====== DATA ROWS ======

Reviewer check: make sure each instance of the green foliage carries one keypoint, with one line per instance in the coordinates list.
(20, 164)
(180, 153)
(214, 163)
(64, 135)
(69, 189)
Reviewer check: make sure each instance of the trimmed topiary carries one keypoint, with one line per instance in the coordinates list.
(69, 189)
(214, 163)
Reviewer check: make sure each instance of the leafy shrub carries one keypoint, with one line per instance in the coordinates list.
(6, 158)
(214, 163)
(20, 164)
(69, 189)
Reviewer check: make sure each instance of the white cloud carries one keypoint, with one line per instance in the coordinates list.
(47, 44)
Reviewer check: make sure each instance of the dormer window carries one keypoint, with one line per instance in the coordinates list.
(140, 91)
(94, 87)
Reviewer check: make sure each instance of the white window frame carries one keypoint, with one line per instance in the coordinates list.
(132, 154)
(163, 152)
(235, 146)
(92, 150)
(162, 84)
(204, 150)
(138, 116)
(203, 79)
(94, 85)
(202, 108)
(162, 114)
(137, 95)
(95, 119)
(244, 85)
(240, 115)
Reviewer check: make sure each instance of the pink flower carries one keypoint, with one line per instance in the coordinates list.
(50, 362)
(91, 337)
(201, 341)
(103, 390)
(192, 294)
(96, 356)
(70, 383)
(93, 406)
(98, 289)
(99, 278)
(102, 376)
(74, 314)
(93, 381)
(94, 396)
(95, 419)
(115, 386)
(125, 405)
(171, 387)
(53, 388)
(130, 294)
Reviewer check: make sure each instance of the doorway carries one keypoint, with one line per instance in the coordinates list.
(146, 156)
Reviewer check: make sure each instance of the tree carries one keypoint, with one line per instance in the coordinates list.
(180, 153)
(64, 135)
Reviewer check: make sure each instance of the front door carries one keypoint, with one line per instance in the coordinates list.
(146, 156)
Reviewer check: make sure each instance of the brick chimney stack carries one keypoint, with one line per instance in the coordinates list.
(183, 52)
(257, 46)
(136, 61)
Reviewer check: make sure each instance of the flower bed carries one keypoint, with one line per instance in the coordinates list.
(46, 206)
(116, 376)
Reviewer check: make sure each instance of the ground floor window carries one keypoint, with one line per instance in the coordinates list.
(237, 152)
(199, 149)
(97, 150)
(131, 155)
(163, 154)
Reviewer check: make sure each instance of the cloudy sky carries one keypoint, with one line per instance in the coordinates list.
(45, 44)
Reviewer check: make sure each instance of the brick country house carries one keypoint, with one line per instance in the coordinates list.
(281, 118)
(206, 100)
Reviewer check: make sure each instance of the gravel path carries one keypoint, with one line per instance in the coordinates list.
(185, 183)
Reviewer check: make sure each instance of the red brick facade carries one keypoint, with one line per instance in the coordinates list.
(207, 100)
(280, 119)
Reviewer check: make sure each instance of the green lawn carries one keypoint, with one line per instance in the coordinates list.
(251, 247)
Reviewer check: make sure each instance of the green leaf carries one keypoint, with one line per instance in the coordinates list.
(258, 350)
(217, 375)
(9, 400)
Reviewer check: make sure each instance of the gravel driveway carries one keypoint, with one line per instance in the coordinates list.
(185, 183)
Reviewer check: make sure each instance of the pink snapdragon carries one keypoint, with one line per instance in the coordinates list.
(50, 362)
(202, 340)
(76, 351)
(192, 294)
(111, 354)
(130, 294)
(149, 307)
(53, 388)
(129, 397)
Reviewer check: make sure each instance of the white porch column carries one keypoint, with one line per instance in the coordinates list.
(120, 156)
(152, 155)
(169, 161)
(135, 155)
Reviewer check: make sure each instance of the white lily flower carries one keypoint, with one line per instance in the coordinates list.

======

PROBLEM STATEMENT: Please copy the listing word for word, starting at the line that contains "Reviewer check: make sure each instance of the green lawn" and ending at the final line of the listing, including both of those lines.

FULL OUTPUT:
Reviewer check: make sure each instance of the green lawn carries one keypoint, with one line per instance in the coordinates list.
(251, 247)
Reviewer check: make sure each instance of the green leaf carries one keypoint, with one line per instance in the coordinates list.
(258, 350)
(217, 375)
(9, 400)
Reviewer check: make sure each instance of the gravel driveway carries one keypoint, with one line per instance in the coordinates list.
(185, 183)
Reviewer check: make sure each instance of the pink snapdragon carries one keypoint, with one line per instance in the coordinates list.
(50, 362)
(202, 340)
(76, 351)
(192, 294)
(111, 354)
(130, 294)
(149, 307)
(53, 388)
(129, 397)
Reviewer check: make sure each instance of the white porch column carries one keypoint, with one line per instance in the coordinates list.
(120, 156)
(152, 155)
(169, 161)
(135, 155)
Reviewer check: make sure each instance of the white lily flower carries one keypoint, with one line per instance in the coordinates list.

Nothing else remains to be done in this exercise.